Peleaba contra los Aliados.
La canción de la cabra.
¿Con cuánta frecuencia las mujeres usarían esa parte superior de la casa en invierno? ¿Cómo se las arregla el Protagonista con la calefacción?
Fue con Nelson Algren, no con Sartre, con quien Simone de Beauvoir tuvo su primer orgasmo.
Los interminables recitados de los moribundos en La Ilíada, incluso mientras los están literalmente destripando.
Georg Trakl murió de una sobredosis de cocaína, supuestamente deliberada. La hermana de Trakl, Margarete, también se suicidó. Parece ser evidencia de incesto.
Modigliani murió de tuberculosis en un pabellón para indigentes.
Whistler estaba convencido de que Bret Harte era mejor escritor que Dickens o Thackeray.
La novela de David Markson, que forma parte de una tetralogía, es así página tras página. Una novela que no se puede explicar, como sucede quizá con todo ese cuerpo lingüístico que se denomina literatura. Los lectores/escritores damos vuelta por la habitación y vamos acumulando en soledad frases, fragmentos de libros, hechos literarios y con eso vamos escribiendo lo inexplicable.

DATOS PROPORCIONADOS
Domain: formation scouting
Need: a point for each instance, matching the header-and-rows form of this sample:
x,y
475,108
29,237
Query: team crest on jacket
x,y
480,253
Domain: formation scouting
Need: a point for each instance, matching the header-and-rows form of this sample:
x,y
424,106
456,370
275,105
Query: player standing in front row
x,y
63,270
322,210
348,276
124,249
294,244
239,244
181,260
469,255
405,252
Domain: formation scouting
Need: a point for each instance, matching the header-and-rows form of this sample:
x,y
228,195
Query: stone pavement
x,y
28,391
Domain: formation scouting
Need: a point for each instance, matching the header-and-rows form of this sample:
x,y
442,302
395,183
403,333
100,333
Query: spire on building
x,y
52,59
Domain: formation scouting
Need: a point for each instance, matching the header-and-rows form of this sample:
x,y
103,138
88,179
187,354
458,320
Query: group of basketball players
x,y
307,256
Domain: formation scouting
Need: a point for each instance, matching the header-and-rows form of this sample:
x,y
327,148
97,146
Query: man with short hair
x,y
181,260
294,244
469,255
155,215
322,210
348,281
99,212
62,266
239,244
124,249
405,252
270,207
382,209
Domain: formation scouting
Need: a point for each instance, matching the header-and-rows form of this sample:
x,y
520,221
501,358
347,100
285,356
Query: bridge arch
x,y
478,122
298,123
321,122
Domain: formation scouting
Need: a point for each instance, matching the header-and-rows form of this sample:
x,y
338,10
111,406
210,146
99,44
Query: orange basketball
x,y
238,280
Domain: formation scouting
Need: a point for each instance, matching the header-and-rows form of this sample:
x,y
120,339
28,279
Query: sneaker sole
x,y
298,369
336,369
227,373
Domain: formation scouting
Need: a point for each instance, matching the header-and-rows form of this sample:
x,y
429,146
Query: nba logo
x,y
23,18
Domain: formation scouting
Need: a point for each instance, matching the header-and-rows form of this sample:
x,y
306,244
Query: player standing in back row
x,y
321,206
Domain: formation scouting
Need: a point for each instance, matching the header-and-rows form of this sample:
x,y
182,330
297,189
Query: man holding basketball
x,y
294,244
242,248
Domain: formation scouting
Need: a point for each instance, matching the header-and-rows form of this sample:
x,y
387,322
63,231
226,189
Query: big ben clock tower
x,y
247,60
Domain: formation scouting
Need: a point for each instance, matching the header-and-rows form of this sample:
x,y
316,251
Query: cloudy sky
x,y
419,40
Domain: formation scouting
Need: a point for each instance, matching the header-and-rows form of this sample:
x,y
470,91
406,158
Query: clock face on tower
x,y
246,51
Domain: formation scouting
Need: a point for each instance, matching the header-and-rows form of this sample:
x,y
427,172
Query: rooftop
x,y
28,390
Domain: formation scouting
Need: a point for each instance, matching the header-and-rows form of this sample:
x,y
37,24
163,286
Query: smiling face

INSTRUCCIONES DE LA TAREA
Según el texto del documento, ¿de qué murió Modigliani y dónde?

ESPACIO DE RESPUESTA
Murió de tuberculosis en un pabellón para indigentes.